## Text shown
+ + + + + + +

We find that the terms of the ordinance sufficiently show that plaintiff's "rights, status or other legal relations are affected" by its enforcement to permit plaintiff to challenge their validity in a declaratory judgment proceeding. The ordinance obliges plaintiff to collect the tax from its customers. Plaintiff must maintain records of the taxes collected, and the amount "required to be collected", whether or not it is collected, is "a debt owed by the commercial establishment to the county." Failure to collect and remit the taxes results in a penalty of 50 percent of the deficiency and potentially leads to criminal penalties. Even if the tax itself is borne by plaintiff's customers, if the tax is not valid plaintiff is spared the burdens of collecting it and the risk of potential controversies over plaintiff's compliance with the ordinance. That is a sufficient effect on plaintiff to satisfy ORS 28.020. Unlike the Court of Appeals, we therefore reach the merits.
Plaintiff contends that the enactment of Ordinance No. 122 did not follow statutory procedures. It cites a provision of the state's local budget law, ORS 294.435(1), that requires public notice and hearing on the proposed budget and tax levy and limits the magnitude of changes that may be made without a further publication and public hearing. The tax levied by Ordinance No. 122 was originally proposed at five percent and was doubled before enactment without a further notice or hearing. ORS 294.435(1) provides:
The county responds that the motor vehicle rental tax is not an "ad valorem tax levy" within the meaning of this section. We agree.
Plaintiff complains that defendants voted to double the tax to ten percent after all the testimony at the public hearing had opposed even the original five percent tax proposal. But the purpose of legislative hearings is not to bind those responsible for the decision to follow the views expressed at the hearing. If raising public revenue depended upon the appearance of witnesses urging a new tax, not much would be raised.
Plaintiff also contends that Ordinance No. 122 had to be submitted to the county's voters for approval under ORS 203.055, which provides:
"Any ordinance, adopted by a county governing body under ORS 203.035 and imposing, or providing an exemption from, taxation shall receive the approval of the voters of the county before taking effect."

+ + + + + + +

## Things to do
(a) Answer these questions using the text on the county's motor vehicle rental tax:
(i) What penalty follows a failure to collect and remit the taxes?
(ii) What rate was the tax first proposed at, and what rate was enacted?
(iii) Under ORS 203.055, what must an ordinance imposing taxation receive before taking effect?
(b) Write the next part of the text on the county's motor vehicle rental tax, picking up after the quoted provision of ORS 203.055.

## Rows from a segmentation dataset
+ + + + + + +

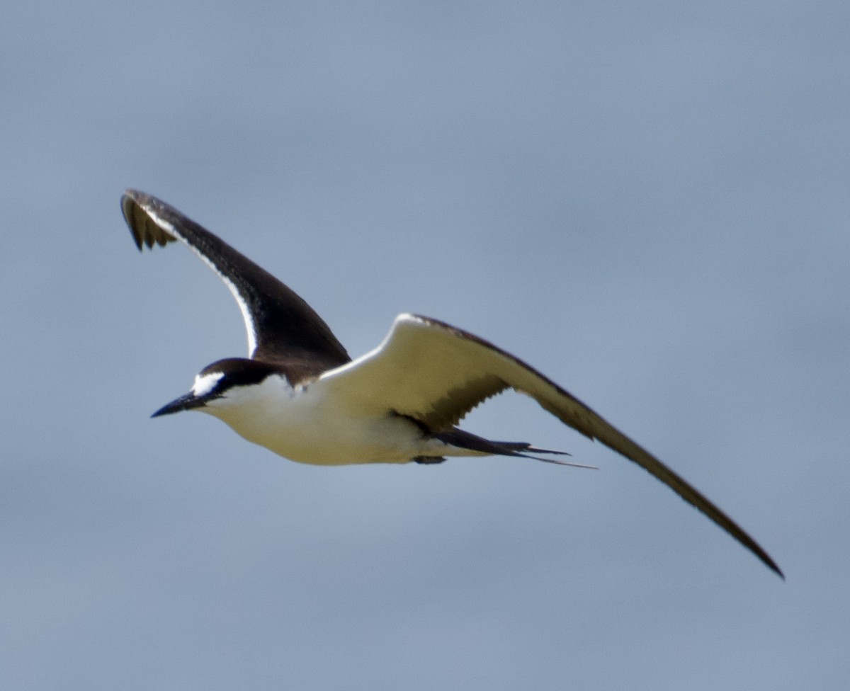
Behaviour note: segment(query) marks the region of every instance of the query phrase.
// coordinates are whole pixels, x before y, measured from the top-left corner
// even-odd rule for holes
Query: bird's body
[[[409,418],[358,415],[331,392],[321,377],[293,388],[286,377],[272,374],[248,391],[211,400],[204,411],[248,441],[301,463],[407,463],[454,455]]]
[[[461,329],[413,314],[352,360],[327,325],[290,288],[156,197],[128,190],[124,217],[139,249],[180,241],[224,281],[245,320],[248,358],[204,368],[190,393],[154,416],[199,410],[246,439],[317,465],[439,462],[446,456],[537,458],[560,451],[482,439],[456,427],[511,388],[563,422],[643,467],[781,575],[771,558],[711,501],[551,379]]]

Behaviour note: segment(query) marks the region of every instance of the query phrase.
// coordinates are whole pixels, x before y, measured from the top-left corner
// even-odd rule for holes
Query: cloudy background
[[[0,688],[799,689],[850,674],[845,3],[18,2],[0,25]],[[125,187],[357,354],[526,360],[750,530],[570,450],[321,468],[148,416],[245,351]]]

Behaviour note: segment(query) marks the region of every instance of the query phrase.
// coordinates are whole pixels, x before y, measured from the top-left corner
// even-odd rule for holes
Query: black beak
[[[178,413],[181,411],[190,411],[192,408],[202,408],[206,403],[206,399],[199,399],[190,391],[185,395],[180,396],[178,399],[174,399],[171,403],[166,404],[150,416],[159,417],[161,415],[171,415],[172,413]]]

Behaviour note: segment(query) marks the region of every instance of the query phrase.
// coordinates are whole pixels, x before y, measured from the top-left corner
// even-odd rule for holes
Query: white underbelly
[[[302,463],[406,463],[439,455],[445,445],[422,438],[419,428],[398,415],[355,416],[308,389],[280,392],[239,405],[223,401],[202,409],[248,441]]]

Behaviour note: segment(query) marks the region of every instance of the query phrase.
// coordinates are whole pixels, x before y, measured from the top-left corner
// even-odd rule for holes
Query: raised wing
[[[325,373],[320,384],[332,388],[334,396],[352,411],[394,411],[434,431],[450,428],[485,399],[514,388],[531,396],[561,422],[654,475],[782,576],[749,535],[652,454],[522,360],[460,329],[402,314],[378,348]]]
[[[230,289],[248,334],[248,356],[266,361],[316,360],[329,369],[350,361],[328,326],[293,291],[227,243],[150,195],[128,190],[121,200],[136,246],[180,241]]]

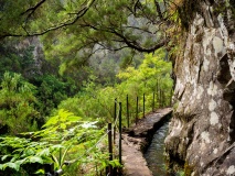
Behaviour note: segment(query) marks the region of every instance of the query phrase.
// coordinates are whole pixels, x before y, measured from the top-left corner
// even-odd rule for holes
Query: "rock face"
[[[235,1],[197,2],[174,64],[169,166],[178,163],[185,175],[235,175]]]

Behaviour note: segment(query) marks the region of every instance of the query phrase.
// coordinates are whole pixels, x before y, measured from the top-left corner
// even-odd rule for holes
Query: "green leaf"
[[[4,161],[7,157],[9,157],[10,155],[4,155],[1,157],[1,161]]]
[[[41,163],[43,164],[43,160],[40,156],[31,156],[30,163]]]
[[[36,170],[34,174],[43,175],[43,174],[45,174],[45,170],[44,170],[44,169],[39,169],[39,170]]]
[[[15,164],[15,163],[6,163],[7,167],[13,168],[15,170],[20,169],[20,164]]]

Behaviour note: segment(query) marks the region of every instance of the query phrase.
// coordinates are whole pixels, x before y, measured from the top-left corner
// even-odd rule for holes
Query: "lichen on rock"
[[[196,3],[174,64],[168,162],[186,175],[235,175],[235,2]]]

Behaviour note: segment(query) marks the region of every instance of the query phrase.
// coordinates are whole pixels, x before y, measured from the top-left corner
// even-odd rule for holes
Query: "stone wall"
[[[201,0],[175,59],[165,151],[169,166],[185,175],[235,175],[234,4]]]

+ + + + + + +

## Responses to the tasks
(a)
(i) A penalty of 50 percent of the deficiency, with potential criminal penalties.
(ii) It was first proposed at five percent and enacted at ten percent.
(iii) The approval of the voters of the county.

(b)
The county responds that the section by its own terms applies only to taxes imposed under ORS 203.035. That section is the source of taxing authority for counties that do not have home rule charters, as Multnomah County does, and expressly supplement other grants of power. 2 Again, we agree. Ordinance No. 122 rests on the general lawmaking authority granted defendants by the voters of Multnomah County in section 2.20 of the county charter, not on ORS 203.035. It did not require a public vote under ORS 203.055.
Another attack is leveled against Ordinance No. 122 because it directs the proceeds of the motor vehicle rental tax into the county's general fund. Article IX, section 3 of the constitution limits the use of taxes on the "ownership, operation or use of motor vehicles" to expenditures related to streets and highways and to public parks and other comparable places. 3 Plaintiff asserts and defendants deny that a tax on motor vehicle rentals is a tax on the "operation or use" of the rented vehicles.
This question need not be decided in the present proceeding. Article IX, section 3 by its express terms governs the use of the proceeds from the taxes to which it refers, not the collection of the taxes. Plaintiff sought only a declaration invalidating the tax. No demand to limit the expenditure of the proceeds to certain purposes was before the court. The court did not err in declining to invalidate the tax on this ground. 4
The tax is challenged as an impermissible interference with the "Commerce with foreign Nations, and among the several States" whose care the United States Constitution entrusts to Congress and by implication protects against the states to some extent. U.S.Const. art. I, sec. 8(3). Plaintiff phrases its commerce clause attack in three forms: by characterizing the tax as discriminatory against interstate commerce, as an impermissible burden upon it, and as unapportioned. The factual predicate for this attack is that an estimated 75 percent of automobile rentals in Multnomah County take place at the Portland International Airport, mostly by nonresidents engaged in an interstate journey, and that this incidence of the tax primarily on nonresidents was openly stated as one of the reasons for enacting it.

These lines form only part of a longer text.